§ **Excerto para ler**:
******
Tenho tanto para escrever sobre O Meu Irmão, uma das mais recentes obras publicadas pela editora Ala dos Livros - obra que se assume, facilmente, como um dos grandes livros de banda desenhada de 2025 - que este artigo terá que ser, forçosamente, um artigo diferente de todos os outros que faço aqui no Vinheta 2020.
Bem, se querem uma análise à obra, podem encontrá-la aqui, pois já analisei o livro, por altura do seu lançamento oficial em França, pela editora Casterman. Depois de reler a obra na sua edição portuguesa, dei por mim a reler também o texto que escrevi aqui previamente para o blog.
******
§ **Registos**:

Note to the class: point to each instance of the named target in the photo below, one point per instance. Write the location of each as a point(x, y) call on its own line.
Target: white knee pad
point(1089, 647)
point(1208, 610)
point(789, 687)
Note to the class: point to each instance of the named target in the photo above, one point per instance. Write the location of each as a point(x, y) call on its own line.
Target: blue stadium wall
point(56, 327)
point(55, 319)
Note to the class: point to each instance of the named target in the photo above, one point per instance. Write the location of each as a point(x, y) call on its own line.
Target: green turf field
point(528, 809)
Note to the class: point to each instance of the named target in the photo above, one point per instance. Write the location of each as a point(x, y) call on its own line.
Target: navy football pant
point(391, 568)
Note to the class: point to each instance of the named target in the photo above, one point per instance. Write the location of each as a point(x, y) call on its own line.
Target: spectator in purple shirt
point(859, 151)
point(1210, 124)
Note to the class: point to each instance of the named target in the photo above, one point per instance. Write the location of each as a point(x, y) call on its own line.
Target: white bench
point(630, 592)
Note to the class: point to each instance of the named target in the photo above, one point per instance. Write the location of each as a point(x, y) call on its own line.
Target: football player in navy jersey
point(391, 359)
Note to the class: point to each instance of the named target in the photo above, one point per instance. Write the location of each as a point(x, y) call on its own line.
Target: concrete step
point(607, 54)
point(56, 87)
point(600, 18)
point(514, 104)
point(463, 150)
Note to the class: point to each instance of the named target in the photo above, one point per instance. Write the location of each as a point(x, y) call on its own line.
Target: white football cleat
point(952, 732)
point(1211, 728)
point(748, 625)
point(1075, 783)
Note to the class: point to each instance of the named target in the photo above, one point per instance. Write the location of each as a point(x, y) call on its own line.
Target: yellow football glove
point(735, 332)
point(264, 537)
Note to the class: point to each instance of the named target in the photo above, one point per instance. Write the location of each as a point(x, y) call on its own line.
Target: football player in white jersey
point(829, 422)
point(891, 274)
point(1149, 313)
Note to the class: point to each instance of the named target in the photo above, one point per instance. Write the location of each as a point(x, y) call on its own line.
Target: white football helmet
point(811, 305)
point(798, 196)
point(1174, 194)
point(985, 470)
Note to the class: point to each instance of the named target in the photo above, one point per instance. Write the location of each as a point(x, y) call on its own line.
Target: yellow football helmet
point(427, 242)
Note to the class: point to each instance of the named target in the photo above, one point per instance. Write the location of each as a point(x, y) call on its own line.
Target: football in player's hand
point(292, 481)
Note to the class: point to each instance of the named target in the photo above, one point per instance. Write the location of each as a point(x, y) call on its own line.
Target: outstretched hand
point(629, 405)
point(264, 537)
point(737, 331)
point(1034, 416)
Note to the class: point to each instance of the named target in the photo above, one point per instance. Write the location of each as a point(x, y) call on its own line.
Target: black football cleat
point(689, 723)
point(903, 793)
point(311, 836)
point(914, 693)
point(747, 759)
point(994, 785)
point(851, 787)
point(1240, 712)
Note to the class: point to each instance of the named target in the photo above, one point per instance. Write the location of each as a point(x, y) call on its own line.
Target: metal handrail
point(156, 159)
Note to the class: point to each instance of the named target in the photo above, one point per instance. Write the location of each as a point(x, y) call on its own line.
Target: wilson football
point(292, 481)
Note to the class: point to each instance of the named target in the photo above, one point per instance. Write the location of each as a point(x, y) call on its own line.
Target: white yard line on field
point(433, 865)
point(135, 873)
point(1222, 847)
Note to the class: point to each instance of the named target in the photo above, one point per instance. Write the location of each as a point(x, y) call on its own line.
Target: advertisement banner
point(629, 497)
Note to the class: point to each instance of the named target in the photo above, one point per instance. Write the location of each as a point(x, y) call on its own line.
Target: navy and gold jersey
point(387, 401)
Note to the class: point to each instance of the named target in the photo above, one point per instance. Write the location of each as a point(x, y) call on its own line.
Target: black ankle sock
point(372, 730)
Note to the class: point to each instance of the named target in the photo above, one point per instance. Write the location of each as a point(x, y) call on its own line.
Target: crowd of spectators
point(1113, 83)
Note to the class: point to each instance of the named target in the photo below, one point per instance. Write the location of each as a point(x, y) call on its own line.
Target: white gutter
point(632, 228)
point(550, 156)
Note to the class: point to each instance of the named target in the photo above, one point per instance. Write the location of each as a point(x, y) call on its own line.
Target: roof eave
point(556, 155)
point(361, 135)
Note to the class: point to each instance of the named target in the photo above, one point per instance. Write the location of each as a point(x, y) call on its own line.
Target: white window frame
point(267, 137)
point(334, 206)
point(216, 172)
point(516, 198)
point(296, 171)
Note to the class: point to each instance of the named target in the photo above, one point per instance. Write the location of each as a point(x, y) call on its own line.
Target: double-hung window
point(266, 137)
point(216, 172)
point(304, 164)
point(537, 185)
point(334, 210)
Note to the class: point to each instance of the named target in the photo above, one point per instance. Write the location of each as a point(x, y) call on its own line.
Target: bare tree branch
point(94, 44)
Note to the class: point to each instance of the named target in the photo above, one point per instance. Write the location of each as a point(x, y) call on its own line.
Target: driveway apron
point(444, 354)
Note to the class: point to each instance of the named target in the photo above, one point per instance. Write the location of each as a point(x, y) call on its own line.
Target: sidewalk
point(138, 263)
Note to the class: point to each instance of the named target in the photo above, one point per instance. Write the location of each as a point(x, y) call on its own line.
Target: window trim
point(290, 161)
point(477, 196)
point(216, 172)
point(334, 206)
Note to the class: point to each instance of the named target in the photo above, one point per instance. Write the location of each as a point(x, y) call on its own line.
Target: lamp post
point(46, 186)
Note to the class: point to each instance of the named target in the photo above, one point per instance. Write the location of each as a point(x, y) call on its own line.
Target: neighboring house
******
§ **O que fazer**:
Transcreva, por favor, palavra por palavra a parte do excerto que vai desde "Tenho tanto para" até "para o blog.", incluindo estas últimas palavras. Os registos não têm qualquer relação com o excerto.

§ **A solução**:
Tenho tanto para escrever sobre O Meu Irmão, uma das mais recentes obras publicadas pela editora Ala dos Livros - obra que se assume, facilmente, como um dos grandes livros de banda desenhada de 2025 - que este artigo terá que ser, forçosamente, um artigo diferente de todos os outros que faço aqui no Vinheta 2020.
Bem, se querem uma análise à obra, podem encontrá-la aqui, pois já analisei o livro, por altura do seu lançamento oficial em França, pela editora Casterman. Depois de reler a obra na sua edição portuguesa, dei por mim a reler também o texto que escrevi aqui previamente para o blog.